**The request:**
Find every line in the entries below that contains the word "cafe", and copy each of those lines in full.

**Records for the task:**
┄┄┄┄┄┄┄┄┄┄┄┄┄┄┄┄┄┄┄┄

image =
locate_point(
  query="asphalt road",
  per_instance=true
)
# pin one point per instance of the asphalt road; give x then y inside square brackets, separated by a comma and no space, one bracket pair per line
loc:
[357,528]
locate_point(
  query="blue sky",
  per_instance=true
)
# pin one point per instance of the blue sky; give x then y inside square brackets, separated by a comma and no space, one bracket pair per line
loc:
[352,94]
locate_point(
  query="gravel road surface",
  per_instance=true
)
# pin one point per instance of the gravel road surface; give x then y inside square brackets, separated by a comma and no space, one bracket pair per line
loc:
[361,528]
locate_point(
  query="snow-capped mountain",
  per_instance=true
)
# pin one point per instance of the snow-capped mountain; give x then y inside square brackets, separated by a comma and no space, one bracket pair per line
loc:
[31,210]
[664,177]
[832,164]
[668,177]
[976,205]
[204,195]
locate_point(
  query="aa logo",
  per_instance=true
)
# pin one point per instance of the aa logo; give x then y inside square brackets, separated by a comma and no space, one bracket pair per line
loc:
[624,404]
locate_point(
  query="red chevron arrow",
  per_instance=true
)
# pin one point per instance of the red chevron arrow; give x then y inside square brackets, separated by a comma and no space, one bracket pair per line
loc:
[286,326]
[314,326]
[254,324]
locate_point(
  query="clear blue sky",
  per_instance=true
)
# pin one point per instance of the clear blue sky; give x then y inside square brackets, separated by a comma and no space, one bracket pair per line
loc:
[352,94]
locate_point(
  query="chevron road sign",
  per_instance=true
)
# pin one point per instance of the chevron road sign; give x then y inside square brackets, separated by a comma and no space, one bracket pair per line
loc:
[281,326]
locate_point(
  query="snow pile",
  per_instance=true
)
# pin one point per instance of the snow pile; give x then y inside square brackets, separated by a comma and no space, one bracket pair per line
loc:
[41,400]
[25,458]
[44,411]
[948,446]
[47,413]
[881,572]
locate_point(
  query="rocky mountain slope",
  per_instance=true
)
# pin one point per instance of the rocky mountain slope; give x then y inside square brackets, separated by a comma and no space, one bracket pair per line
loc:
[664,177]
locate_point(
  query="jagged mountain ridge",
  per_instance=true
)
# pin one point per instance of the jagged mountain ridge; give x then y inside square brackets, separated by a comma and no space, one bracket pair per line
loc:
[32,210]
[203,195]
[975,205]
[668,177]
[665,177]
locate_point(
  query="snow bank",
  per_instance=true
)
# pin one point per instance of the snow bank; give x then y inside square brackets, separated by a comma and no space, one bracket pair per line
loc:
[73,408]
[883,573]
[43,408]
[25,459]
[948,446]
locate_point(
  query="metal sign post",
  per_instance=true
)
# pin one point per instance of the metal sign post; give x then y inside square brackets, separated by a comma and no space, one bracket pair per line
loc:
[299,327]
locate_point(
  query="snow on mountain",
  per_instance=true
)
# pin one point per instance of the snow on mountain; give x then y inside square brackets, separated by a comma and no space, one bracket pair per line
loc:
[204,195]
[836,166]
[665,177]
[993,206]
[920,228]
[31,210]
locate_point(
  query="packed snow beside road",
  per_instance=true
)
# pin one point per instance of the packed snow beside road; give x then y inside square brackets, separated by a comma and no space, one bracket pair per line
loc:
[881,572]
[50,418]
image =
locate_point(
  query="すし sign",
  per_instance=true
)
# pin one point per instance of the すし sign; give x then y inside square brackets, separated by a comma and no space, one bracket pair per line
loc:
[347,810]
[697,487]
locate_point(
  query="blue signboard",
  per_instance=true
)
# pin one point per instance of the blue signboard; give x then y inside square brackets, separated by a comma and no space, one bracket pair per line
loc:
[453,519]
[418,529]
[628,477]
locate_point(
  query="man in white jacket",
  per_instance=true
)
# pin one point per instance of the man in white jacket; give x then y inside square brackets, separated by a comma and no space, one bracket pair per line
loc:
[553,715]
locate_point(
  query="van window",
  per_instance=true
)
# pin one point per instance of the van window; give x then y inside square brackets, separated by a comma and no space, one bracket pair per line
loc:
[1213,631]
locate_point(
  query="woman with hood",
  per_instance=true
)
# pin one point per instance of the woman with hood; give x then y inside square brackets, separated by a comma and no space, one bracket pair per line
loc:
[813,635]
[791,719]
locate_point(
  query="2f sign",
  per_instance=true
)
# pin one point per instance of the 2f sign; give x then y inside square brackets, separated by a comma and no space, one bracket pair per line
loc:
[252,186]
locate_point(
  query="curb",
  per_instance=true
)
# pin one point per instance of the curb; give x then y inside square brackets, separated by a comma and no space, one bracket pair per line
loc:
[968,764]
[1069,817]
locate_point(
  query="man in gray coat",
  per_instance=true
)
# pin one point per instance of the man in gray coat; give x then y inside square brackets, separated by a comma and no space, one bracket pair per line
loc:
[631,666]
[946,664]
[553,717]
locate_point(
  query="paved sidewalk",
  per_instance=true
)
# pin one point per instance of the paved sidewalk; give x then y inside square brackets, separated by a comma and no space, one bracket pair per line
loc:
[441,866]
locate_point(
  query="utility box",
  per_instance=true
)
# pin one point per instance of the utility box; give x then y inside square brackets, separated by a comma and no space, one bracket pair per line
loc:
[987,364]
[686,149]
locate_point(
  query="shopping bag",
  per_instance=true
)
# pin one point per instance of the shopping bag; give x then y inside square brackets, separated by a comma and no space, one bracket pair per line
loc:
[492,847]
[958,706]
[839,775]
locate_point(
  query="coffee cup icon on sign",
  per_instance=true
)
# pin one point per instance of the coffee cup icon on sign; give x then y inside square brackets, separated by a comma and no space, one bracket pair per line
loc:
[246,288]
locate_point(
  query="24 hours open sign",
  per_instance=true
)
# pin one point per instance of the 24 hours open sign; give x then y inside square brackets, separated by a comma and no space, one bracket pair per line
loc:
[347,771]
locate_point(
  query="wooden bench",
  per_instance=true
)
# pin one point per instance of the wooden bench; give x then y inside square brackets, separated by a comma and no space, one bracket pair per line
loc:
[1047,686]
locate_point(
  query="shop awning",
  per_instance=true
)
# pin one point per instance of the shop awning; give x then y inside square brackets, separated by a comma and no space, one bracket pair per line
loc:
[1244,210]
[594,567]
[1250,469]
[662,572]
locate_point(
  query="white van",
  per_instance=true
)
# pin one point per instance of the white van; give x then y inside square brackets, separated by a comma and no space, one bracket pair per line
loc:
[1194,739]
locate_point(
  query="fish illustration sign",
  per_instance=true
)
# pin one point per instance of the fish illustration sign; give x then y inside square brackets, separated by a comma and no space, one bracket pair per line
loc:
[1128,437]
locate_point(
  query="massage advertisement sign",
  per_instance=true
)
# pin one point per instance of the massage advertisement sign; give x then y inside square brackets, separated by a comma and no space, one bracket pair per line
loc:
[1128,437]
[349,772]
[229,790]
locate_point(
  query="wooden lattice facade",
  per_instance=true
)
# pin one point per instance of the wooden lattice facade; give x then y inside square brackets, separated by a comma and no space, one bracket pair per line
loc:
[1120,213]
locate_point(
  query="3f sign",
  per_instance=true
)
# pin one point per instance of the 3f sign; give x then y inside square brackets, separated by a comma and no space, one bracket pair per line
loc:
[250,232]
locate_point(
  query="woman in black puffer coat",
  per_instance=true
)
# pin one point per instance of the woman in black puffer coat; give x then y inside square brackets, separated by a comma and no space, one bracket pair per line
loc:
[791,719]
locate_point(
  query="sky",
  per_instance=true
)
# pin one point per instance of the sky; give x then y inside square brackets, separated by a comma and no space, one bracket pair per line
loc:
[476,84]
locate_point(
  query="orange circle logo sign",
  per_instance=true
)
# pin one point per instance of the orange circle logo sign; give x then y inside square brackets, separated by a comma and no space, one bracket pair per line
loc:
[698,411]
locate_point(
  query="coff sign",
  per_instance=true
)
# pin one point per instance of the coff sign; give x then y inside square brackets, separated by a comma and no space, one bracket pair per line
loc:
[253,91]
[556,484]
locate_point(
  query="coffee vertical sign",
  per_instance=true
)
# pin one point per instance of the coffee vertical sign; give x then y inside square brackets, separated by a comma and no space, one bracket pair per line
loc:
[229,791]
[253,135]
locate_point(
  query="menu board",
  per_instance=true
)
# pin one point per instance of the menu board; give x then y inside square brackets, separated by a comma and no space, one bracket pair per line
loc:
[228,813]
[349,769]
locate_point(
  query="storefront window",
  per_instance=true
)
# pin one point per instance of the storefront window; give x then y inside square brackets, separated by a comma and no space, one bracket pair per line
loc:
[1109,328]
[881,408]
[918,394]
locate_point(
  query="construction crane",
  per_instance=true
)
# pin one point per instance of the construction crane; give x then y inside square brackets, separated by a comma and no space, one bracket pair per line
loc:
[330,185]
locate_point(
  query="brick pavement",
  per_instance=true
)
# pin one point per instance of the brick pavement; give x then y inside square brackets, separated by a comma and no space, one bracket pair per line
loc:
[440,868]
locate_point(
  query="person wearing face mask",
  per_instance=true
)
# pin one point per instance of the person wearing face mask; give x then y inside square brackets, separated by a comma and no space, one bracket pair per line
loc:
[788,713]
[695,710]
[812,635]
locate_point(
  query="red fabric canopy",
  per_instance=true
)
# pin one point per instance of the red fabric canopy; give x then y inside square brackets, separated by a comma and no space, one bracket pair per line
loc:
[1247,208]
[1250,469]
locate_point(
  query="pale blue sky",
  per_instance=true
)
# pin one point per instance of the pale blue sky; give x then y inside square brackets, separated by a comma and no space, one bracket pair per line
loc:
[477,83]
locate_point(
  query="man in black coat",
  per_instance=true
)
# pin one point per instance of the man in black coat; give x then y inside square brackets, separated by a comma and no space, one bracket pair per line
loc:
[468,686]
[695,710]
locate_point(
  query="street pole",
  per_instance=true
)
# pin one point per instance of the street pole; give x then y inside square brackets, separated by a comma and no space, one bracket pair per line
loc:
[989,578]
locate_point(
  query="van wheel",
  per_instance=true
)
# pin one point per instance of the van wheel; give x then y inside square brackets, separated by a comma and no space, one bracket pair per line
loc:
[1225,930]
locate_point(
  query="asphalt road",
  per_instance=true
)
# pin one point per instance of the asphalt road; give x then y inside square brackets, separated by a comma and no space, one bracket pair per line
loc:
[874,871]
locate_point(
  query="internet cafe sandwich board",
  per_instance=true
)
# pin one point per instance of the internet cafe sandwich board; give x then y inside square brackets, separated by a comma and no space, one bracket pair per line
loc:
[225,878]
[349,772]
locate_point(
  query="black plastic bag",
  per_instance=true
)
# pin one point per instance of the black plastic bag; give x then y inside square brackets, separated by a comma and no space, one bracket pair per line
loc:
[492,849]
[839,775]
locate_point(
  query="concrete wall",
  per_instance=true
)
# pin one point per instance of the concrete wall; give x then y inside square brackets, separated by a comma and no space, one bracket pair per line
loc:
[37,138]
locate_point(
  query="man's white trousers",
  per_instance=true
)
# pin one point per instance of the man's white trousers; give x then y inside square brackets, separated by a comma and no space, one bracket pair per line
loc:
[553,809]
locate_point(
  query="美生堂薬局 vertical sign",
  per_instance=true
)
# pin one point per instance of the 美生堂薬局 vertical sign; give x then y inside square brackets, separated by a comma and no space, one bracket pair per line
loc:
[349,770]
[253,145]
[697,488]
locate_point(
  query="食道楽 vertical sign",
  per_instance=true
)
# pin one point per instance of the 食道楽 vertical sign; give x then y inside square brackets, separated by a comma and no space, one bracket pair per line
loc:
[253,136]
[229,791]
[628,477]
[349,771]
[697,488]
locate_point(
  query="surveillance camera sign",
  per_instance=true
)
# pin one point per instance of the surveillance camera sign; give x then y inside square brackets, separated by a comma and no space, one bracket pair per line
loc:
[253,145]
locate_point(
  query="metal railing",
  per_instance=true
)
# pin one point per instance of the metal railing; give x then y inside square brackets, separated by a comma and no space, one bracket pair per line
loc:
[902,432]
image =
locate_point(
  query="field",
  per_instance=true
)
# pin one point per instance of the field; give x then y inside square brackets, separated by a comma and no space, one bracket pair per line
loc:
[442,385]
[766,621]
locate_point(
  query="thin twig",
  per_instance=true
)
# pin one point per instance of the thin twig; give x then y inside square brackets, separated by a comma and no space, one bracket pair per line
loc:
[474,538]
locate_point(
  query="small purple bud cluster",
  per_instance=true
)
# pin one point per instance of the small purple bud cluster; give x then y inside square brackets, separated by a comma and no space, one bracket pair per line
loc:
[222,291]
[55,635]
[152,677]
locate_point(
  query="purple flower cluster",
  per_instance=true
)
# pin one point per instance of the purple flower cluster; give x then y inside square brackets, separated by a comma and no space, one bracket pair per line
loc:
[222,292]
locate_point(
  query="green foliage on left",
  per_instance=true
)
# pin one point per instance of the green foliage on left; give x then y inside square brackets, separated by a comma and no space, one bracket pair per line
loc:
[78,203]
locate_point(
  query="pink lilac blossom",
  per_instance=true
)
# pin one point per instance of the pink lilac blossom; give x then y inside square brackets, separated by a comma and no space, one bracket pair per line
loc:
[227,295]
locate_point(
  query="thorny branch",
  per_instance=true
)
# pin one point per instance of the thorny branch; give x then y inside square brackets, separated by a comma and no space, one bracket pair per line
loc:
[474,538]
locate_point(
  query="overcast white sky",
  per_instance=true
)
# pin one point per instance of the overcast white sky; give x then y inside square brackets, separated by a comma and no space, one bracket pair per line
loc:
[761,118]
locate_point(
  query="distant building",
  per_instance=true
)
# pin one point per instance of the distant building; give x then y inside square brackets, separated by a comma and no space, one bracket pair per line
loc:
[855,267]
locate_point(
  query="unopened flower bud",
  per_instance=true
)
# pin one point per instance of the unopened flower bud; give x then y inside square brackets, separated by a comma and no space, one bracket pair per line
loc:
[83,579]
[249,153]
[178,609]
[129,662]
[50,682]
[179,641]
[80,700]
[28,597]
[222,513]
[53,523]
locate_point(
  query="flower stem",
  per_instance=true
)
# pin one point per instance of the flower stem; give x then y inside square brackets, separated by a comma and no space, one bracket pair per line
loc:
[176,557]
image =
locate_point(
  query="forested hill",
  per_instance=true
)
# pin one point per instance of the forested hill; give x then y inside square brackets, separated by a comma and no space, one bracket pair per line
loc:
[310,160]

┄┄┄┄┄┄┄┄┄┄┄┄┄┄┄┄┄┄┄┄

**Result for this task:**
  query="internet cafe sandwich board",
# pin one point per instance of the internet cafe sandwich board; give x then y inside square brackets, separated by a comma and no space, one bracket pair per line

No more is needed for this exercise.